▶ Problem details:
Turn the rows below into a JSON list of strings, one string per line and no blank lines. Start at the line containing "Tag each gray" and stop after the line containing "left=180, top=218, right=400, bottom=312".

▶ Available records:
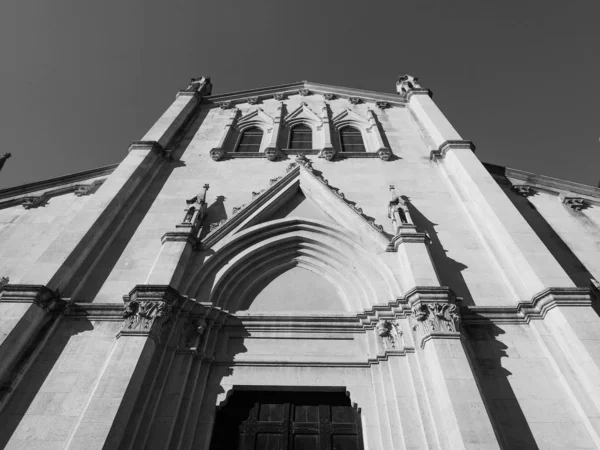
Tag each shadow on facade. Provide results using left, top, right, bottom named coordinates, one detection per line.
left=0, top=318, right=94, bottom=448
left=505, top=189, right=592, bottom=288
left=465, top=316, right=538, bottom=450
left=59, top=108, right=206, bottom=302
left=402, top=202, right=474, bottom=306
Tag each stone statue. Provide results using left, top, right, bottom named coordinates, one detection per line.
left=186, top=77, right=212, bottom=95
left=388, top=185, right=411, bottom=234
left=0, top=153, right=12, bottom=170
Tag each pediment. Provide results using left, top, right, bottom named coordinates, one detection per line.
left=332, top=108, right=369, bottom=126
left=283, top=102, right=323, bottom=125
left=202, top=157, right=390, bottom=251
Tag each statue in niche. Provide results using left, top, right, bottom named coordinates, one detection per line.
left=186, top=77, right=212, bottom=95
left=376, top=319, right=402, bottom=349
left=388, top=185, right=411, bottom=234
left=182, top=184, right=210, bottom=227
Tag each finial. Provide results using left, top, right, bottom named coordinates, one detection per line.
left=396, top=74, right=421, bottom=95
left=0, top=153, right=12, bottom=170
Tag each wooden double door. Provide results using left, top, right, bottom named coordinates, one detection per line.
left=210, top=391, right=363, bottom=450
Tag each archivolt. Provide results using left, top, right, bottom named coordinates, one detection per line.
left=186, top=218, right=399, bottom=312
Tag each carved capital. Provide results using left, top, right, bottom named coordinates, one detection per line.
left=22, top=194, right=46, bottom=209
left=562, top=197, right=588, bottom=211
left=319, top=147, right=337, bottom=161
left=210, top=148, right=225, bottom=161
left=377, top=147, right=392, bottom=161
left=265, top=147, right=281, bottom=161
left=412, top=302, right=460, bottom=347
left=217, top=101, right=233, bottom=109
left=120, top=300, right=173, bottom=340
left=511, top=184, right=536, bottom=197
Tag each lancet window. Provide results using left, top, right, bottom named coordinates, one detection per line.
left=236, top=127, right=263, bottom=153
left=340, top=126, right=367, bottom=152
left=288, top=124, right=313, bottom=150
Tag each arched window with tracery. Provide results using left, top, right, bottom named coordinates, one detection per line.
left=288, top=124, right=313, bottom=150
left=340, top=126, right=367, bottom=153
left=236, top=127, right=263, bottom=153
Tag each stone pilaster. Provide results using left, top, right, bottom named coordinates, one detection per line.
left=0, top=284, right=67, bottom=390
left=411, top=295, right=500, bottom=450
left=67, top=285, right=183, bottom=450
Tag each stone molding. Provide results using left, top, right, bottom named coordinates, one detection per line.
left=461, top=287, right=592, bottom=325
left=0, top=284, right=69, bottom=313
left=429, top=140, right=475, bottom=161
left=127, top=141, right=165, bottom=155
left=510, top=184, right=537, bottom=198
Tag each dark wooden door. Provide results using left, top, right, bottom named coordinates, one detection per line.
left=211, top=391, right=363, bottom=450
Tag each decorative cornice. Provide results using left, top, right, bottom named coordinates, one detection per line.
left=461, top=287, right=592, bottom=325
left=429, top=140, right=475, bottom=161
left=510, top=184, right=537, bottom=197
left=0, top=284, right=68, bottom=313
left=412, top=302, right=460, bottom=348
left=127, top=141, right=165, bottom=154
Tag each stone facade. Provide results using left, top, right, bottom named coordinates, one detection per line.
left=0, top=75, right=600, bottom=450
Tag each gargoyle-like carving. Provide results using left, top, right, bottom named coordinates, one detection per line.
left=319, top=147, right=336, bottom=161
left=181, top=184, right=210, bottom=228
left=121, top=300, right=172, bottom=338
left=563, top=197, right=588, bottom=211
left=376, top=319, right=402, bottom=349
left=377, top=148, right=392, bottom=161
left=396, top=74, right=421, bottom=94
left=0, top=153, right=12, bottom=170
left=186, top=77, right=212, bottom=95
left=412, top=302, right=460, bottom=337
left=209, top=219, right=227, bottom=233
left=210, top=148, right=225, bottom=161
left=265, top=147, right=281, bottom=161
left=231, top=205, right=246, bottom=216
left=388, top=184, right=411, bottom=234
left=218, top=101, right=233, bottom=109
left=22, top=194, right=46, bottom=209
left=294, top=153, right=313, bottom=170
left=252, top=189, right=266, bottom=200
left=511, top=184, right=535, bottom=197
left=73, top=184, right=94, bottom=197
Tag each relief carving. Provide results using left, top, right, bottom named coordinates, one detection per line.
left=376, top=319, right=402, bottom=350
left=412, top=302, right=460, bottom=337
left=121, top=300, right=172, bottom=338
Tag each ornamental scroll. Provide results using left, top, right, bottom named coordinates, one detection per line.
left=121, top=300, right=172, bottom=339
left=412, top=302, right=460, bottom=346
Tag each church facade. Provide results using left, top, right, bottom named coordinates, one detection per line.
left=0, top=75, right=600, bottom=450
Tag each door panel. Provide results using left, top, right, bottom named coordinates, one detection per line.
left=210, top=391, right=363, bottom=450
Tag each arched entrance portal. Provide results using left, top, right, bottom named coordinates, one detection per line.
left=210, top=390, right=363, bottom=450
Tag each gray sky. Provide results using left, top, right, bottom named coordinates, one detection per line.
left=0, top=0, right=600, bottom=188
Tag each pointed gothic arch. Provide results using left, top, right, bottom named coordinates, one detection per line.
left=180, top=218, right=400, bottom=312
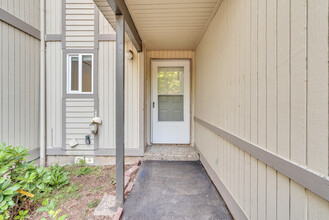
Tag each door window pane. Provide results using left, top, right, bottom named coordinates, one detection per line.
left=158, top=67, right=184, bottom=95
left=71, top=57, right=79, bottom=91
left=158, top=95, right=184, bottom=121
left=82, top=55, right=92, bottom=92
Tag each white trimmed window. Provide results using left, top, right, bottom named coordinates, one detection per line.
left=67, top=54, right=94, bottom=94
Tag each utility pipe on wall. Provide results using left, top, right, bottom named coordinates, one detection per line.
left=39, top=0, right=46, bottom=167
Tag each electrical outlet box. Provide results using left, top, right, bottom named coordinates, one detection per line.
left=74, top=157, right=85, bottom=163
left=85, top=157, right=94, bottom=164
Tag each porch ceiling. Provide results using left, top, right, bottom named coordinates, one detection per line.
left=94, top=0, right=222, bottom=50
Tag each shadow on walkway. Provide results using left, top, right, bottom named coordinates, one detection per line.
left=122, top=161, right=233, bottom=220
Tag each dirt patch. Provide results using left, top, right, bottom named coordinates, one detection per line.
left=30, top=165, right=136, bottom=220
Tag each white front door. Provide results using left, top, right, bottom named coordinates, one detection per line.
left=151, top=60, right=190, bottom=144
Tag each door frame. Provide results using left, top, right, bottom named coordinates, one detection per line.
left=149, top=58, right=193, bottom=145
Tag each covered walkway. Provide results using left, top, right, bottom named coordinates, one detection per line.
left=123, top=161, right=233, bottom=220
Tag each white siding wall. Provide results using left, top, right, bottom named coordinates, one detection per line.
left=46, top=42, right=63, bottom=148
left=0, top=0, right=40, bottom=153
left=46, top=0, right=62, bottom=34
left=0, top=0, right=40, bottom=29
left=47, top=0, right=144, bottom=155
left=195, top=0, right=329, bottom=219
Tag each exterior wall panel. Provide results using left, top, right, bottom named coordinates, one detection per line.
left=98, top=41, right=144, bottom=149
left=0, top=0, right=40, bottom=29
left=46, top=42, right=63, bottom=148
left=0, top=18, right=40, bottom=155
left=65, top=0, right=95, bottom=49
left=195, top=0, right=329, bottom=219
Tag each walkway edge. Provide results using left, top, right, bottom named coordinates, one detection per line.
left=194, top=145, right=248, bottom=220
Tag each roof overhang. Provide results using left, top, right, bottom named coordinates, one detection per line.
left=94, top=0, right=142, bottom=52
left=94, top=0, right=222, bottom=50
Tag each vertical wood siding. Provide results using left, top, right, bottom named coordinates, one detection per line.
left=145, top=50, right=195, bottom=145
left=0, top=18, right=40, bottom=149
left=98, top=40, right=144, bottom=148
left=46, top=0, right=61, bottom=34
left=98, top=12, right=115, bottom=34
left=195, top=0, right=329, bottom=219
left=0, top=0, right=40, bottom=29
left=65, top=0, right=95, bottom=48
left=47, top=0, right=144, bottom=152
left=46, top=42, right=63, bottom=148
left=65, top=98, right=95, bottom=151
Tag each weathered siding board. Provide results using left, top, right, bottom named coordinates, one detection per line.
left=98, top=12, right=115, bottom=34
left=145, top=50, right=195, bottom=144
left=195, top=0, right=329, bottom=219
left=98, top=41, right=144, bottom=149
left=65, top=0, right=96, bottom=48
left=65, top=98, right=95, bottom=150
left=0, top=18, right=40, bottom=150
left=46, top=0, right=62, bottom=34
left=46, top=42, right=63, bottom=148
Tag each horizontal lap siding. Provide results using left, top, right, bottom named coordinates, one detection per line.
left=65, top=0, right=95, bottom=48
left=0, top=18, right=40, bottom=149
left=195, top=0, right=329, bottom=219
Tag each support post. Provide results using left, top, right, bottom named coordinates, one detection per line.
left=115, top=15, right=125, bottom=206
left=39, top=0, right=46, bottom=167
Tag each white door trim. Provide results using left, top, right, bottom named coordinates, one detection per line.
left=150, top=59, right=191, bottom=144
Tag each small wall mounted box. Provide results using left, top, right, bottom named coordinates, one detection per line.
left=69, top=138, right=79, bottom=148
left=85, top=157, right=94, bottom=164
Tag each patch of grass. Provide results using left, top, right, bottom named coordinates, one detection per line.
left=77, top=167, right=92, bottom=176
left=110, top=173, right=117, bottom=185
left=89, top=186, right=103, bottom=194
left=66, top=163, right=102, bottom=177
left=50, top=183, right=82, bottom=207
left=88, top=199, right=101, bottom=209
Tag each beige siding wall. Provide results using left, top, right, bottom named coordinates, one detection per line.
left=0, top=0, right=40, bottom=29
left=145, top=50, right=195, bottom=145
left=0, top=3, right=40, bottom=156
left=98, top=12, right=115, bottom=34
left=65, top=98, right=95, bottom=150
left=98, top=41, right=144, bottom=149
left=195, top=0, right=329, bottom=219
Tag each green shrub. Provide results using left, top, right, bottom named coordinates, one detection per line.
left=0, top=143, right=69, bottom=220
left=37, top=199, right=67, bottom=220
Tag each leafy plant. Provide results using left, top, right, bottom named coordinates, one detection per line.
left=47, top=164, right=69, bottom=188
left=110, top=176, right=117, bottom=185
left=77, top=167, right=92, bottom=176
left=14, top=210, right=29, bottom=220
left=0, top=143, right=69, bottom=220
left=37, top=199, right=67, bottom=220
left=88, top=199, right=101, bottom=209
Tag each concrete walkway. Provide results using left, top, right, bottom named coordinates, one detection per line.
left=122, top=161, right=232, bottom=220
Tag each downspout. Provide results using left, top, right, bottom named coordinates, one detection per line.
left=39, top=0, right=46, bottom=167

▶ Result below:
[
  "Tag each gray sky. Provide results using left, top, right, bottom named coordinates, one detection per line.",
  "left=0, top=0, right=600, bottom=188",
  "Tag each pointed gothic arch. Provide results using left, top, right, bottom named coordinates, one detection per line.",
  "left=180, top=218, right=400, bottom=312"
]